Problem details:
Some lines of the records below include the word "like". Report how many, and write nothing besides the number.

[Natural language region descriptions]
>>>>

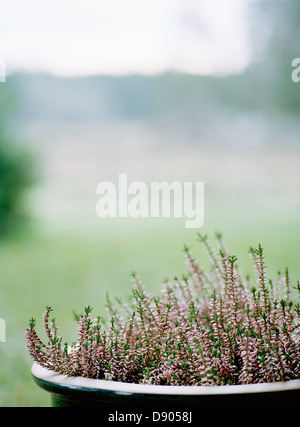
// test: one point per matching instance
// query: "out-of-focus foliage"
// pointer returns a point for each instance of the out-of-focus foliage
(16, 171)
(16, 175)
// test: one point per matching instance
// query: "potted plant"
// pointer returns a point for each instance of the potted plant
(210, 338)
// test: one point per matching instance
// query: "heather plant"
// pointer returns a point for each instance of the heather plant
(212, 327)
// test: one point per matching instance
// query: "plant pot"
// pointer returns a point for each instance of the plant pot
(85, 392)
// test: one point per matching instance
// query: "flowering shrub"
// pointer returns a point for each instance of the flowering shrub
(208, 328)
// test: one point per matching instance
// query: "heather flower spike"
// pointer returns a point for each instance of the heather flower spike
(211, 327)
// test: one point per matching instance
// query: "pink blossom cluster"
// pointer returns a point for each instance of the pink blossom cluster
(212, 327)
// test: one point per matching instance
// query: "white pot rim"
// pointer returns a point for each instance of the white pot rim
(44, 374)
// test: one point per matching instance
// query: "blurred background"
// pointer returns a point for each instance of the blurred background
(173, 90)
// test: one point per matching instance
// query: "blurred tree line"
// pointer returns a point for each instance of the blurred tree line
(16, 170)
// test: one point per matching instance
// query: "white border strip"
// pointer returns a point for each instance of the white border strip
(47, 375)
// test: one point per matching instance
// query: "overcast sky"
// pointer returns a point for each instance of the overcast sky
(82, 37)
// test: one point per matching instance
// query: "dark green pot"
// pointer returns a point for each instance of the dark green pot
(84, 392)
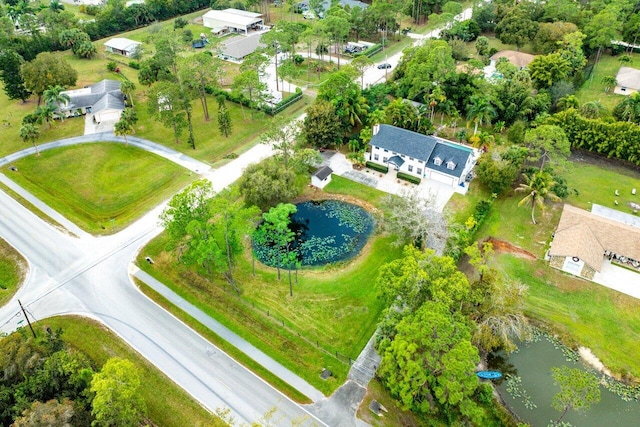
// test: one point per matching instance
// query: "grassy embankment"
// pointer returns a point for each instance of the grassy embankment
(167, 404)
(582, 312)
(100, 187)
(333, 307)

<<<<
>>>>

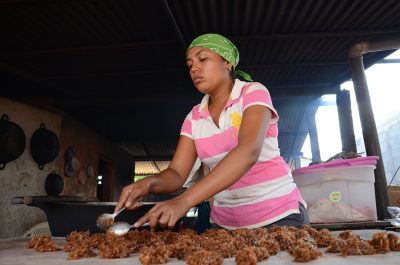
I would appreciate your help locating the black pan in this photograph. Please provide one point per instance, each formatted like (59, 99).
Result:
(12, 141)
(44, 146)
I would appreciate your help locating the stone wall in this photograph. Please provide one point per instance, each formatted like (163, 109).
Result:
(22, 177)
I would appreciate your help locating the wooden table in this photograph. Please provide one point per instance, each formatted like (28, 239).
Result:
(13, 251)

<<<<
>>>>

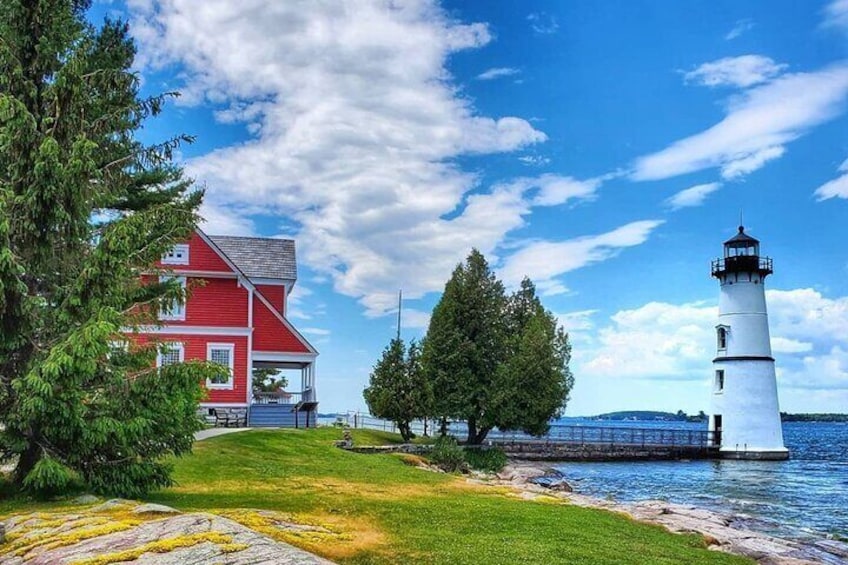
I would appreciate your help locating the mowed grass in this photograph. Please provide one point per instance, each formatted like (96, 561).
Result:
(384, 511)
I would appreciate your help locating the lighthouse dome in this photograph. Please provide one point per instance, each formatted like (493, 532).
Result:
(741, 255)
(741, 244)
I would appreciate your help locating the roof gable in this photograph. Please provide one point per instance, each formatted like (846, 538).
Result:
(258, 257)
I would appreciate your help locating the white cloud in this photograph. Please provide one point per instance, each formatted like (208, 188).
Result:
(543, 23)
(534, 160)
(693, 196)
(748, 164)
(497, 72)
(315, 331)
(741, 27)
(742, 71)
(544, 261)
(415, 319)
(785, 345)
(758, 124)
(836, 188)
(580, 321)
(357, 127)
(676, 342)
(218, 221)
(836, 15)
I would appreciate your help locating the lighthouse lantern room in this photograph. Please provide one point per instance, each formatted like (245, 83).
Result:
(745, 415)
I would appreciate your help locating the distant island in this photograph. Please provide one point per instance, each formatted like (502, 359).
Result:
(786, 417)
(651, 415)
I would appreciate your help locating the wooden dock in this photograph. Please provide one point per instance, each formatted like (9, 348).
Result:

<<<<

Task result:
10